Task objective: Continue the thesis abstract on three-dimensional genome organization and codon usage, starting after its last sentence.

(Extract provided begins)

M.Sc Thesis

M.Sc StudentDiament Alon
SubjectThree Dimensional Genomic Organization of Eukaryotic Genes
is Strongly Correlated with Their Codon Usage;
Expression and Function
DepartmentDepartment of Electrical and Computer Engineering
Supervisors PROFESSOR EMERITUS Ron Pinter
Full Thesis textFull thesis text - English Version


One of the most fundamental biological questions is what determines the eukaryotic genomic organization. While it has been shown that the distribution of genes in eukaryotic genomes is not random, the previously reported relations between gene function and genomic organization were relatively weak.

Here we apply a novel tool for assessing functional relatedness, codon usage bias similarity (CUBS), which measures similarity between genes in terms of codon and amino acid usage. We demonstrate that CUBS is an unbiased, continuous measure, which can be computed for any gene pair based on their coding sequence and utilized as a proxy for functional similarity. Our proposed metric is highly correlated with various experimental features related to gene expression such as mRNA level similarity and protein abundance similarity. In addition, it is highly correlated with  gene annotations related to their functionality such as protein-protein interaction networks and Gene Ontology terminology.

(Extract provided ends)
(Study material begins)

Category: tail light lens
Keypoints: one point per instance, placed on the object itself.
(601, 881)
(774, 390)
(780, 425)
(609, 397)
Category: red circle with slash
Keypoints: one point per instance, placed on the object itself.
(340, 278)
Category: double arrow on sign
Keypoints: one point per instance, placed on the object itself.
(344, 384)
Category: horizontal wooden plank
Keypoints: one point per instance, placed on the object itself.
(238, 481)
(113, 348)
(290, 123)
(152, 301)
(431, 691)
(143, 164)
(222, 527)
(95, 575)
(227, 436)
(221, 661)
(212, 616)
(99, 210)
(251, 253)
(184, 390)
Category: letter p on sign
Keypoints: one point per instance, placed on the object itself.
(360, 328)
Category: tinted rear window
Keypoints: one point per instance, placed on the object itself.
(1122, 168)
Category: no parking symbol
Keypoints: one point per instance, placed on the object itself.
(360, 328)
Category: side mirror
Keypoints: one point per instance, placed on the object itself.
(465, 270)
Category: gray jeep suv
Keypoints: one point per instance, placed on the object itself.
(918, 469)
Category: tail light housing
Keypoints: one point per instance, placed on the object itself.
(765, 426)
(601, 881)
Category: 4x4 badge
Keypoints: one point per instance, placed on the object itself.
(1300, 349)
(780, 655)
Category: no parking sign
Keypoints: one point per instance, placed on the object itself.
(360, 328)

(Study material ends)

Exercise response:
By analyzing computational models based on Chromosome Conformation Capture (3C) data, describing the three dimensional conformation of the DNA, we show that the functional similarity between genes captured by CUBS is directly and very strongly correlated with their three dimensional (3D) distance. We considered 5 eukaryotes, analyzed in a unified method for the first time: S. cerevisiae (r=0.85; p<10-323), S. pombe (r=0.74; p<10-323), A. thaliana (r=0.75, p<10-323), mouse (r=0.96; p<10-323) and human (r=0.87; p<10-323). The result remains very significant even when controlling for the linear (one dimensional) organization of genes; in addition, we show that the reported result cannot be explained by other possible variables such as GC content of the genes, their length, experimental biases or by regional nucleotide properties that are not related to the coding sequence. To this end, we employed a set of statistical tests tailored for the unique nature of the analyzed experimental data. These results indicate that the importance of three-dimensional genomic localization in eukaryotes is significantly higher than previously thought and that, despite the fact that transcription and translation occur in different cellular compartments, codon usage is tightly linked to genome architecture.